======== ROWS
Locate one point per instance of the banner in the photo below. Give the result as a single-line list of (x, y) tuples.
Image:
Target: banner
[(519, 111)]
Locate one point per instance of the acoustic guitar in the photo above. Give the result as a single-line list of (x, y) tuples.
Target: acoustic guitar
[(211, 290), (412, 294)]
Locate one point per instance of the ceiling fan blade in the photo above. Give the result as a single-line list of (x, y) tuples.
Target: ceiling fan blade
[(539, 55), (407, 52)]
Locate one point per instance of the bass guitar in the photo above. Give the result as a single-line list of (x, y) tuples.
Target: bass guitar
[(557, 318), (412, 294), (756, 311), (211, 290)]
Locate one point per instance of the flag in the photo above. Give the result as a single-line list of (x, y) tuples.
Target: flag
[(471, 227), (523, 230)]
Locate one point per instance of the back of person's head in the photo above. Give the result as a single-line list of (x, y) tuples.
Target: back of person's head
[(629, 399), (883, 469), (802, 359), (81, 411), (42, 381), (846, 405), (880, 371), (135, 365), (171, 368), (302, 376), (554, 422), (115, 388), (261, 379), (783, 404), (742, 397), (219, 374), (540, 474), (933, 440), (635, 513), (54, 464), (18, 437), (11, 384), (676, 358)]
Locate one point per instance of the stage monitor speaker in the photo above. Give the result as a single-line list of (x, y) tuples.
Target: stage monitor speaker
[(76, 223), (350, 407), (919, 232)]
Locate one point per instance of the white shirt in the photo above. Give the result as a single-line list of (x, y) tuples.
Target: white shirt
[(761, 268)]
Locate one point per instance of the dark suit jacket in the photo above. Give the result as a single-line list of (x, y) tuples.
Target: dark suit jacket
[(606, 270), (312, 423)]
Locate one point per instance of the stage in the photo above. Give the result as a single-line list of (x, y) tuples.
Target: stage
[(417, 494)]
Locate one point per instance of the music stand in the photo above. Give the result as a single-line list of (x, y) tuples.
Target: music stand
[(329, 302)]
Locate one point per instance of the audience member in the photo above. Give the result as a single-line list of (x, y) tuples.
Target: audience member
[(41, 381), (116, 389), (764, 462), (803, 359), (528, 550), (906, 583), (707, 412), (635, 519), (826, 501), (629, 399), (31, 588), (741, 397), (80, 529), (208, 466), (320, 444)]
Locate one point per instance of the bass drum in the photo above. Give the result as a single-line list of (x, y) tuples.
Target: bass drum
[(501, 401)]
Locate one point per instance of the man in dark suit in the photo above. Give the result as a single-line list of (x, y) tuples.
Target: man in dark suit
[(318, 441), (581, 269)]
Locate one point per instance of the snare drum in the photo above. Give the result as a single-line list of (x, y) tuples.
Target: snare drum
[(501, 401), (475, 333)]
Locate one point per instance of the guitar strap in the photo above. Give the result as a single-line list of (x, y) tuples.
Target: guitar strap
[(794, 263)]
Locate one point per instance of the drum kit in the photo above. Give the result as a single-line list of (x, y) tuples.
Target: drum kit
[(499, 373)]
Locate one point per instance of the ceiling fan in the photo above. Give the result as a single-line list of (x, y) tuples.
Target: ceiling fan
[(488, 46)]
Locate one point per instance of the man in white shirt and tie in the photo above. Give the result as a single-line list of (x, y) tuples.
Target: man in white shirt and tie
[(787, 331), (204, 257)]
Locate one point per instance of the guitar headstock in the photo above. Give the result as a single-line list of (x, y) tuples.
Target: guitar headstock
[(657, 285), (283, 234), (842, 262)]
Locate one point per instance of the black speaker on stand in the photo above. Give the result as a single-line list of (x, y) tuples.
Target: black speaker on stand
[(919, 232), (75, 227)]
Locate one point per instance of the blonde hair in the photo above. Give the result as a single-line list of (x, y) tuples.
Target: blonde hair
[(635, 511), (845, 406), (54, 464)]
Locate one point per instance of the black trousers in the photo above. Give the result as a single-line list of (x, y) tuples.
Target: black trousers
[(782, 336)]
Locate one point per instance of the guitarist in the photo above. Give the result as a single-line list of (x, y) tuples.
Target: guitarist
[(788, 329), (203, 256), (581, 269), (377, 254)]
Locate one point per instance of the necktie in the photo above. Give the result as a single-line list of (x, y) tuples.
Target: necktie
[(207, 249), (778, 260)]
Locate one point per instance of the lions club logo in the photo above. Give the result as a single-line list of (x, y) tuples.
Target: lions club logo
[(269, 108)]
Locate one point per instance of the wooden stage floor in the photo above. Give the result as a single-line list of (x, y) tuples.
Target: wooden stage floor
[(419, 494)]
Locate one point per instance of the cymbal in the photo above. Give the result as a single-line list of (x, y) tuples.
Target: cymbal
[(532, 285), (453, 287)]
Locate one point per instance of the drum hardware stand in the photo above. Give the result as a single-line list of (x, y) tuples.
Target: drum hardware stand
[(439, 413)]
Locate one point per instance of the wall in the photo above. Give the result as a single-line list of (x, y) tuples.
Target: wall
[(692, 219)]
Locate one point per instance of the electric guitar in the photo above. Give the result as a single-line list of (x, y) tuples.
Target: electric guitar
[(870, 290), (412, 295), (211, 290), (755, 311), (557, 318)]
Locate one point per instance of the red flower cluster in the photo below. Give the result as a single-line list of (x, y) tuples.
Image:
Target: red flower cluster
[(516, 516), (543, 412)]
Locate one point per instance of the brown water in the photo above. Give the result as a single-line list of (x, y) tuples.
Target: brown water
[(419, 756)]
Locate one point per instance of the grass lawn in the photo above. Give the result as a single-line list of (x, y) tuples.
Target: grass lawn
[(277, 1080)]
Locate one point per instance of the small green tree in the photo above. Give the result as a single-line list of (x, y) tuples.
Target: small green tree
================
§ **DIRECTIONS**: Every line above should be printed again exactly as it stands.

§ **ANSWER TO THE TASK**:
Locate one point per instance of the banner in the photo below. Give the result as a single-line list of (x, y) tuples.
Image:
Target: banner
[(519, 111)]
Locate one point per instance of the acoustic guitar in the photo above. Give the result as a single-line list of (x, y) tuples.
Target: acoustic guitar
[(211, 290), (412, 294)]
Locate one point per instance of the ceiling fan blade in the photo above. Give the result as a single-line list of (x, y) tuples.
Target: ceiling fan blade
[(539, 55), (407, 52)]
Locate one point per instance of the bass guitar in the photo above. Give the result as a single-line list of (x, y) tuples.
Target: bass guitar
[(557, 318), (412, 294), (756, 311), (211, 290)]
Locate one point per instance of the flag in the photo above. Give the result as a single-line list of (x, y) tuples.
Target: flag
[(471, 227), (523, 230)]
Locate one point per instance of the back of person's head in the photo above. Give the result as a single-line list of (x, y) tuples.
Target: back of person's head
[(629, 399), (883, 469), (802, 359), (81, 411), (42, 381), (846, 405), (880, 371), (135, 365), (171, 368), (302, 376), (554, 422), (115, 388), (261, 379), (783, 404), (742, 397), (219, 374), (540, 474), (933, 440), (635, 513), (54, 464), (18, 437), (11, 384), (676, 358)]
Locate one point per instance of the stage monitor speaker in the photo above. Give the result as a single-line list of (x, y) tuples.
Target: stage monitor speaker
[(76, 223), (350, 407), (919, 232)]
Locate one point per instance of the white shirt in the photo above. Give the result as a single-line list of (x, y) tuples.
Target: white shirt
[(761, 268)]
Locate one point per instance of the dark suit jacket in the photo above. Give the result as a single-line list of (x, y) tuples.
Target: dark suit jacket
[(606, 270), (312, 423)]
Locate one point per instance of the stage in the photo above. Give the result as a single-line list of (x, y) tuples.
Target: stage
[(417, 494)]
Locate one point per instance of the music stand in the photo above. Give the result as a single-line list of (x, y) tuples.
Target: music stand
[(329, 302)]
Locate one point per instance of the audience member in the photo above. Give the result as a single-line list of (x, y) tuples.
Target: audience member
[(41, 381), (116, 389), (764, 462), (803, 359), (528, 550), (906, 583), (707, 412), (635, 519), (826, 501), (629, 399), (31, 588), (741, 397), (80, 529), (208, 466), (320, 444)]
Locate one point per instance of the bass drum in the photo above. Give the result as a single-line list of (x, y) tuples.
Target: bass drum
[(501, 401)]
Locate one point per instance of the man in dark suit in the photo above. Give the result as a single-line list of (x, y) tuples.
Target: man in dark suit
[(318, 441), (581, 269)]
Locate one point per instance of the snare drum in the photo above. Give the result as a single-line list of (x, y) tuples.
Target: snare drum
[(501, 401), (475, 333)]
Locate one point per instance of the guitar strap in the photo above. Give the result as a single-line list of (x, y) tuples.
Target: guitar strap
[(794, 263)]
Locate one point per instance of the drum kit in the photo above. Give the result as a single-line list of (x, y) tuples.
Target: drum kit
[(499, 373)]
Locate one point per instance of the ceiling fan in the photo above. Give the result as a single-line list of (x, y) tuples.
Target: ceiling fan
[(488, 46)]
Locate one point per instance of the man in white shirt and tie in the photo above. Give the result as a single-line list of (x, y) tuples.
Target: man in white shirt and tie
[(787, 331), (204, 257)]
Locate one point per instance of the guitar headstock in the photo above. Give the result as a single-line list of (x, y) tuples.
Target: guitar headstock
[(657, 285), (283, 234), (842, 262)]
Locate one point per instance of the black speaker on stand in the photo above. Give the result as a single-line list of (x, y) tuples.
Target: black speaker on stand
[(919, 232), (75, 227)]
Locate one point per instance of the blonde hair in the photo above. Give the result as a single-line list of (x, y) tuples.
Target: blonde hair
[(635, 511), (845, 406), (54, 464)]
Locate one point per instance of the black trousers in the photo above. Give the result as a single-line list of (x, y) tuples.
Target: black trousers
[(782, 336)]
Locate one point per instance of the guitarist in the photo above. Give the result as a single-line list of (x, y) tuples.
Target: guitarist
[(788, 329), (203, 256), (581, 269), (377, 254)]
Locate one point per instance of the necktie in the photo above. Give the result as a single-line list of (x, y) tuples.
Target: necktie
[(207, 249), (778, 260)]
Locate one point per instance of the lions club logo in the photo above. Give the result as a single-line list of (x, y) tuples.
Target: lions club logo
[(269, 108)]
Locate one point per instance of the wooden stage floor in the photo above. Give the result as a single-line list of (x, y) tuples.
Target: wooden stage floor
[(419, 494)]
Locate one point per instance of the cymbal in the photo above. Give the result as a single-line list of (x, y) tuples.
Target: cymbal
[(532, 285), (453, 287)]
Locate one point per instance of the drum hardware stand in the photo above. Give the result as a single-line list of (x, y) tuples.
Target: drum hardware stand
[(439, 413)]
Locate one point per instance of the wall in the photo above. Give the result as a single-line list of (x, y) tuples.
Target: wall
[(692, 219)]
Locate one point per instance of the electric guitar in the photo above. Give the result as a single-line list of (x, y) tuples.
Target: electric guitar
[(870, 290), (412, 295), (211, 290), (755, 311), (557, 318)]
Locate one point per instance of the red flower cluster in the photo below. Give the result as a single-line list of (x, y) tuples.
Image:
Target: red flower cluster
[(516, 516), (543, 412)]
Locate one point per instance of the brown water in the photo above. Give the result as a single-line list of (x, y) tuples.
Target: brown water
[(419, 756)]
Locate one point per instance of the grass lawn in the photo above. Give the result as a single-line list of (x, y) tuples.
Target: grass lawn
[(277, 1080)]
Locate one point per instance of the small green tree in the photo above. Give the result as a single-line list of (x, y) tuples.
Target: small green tree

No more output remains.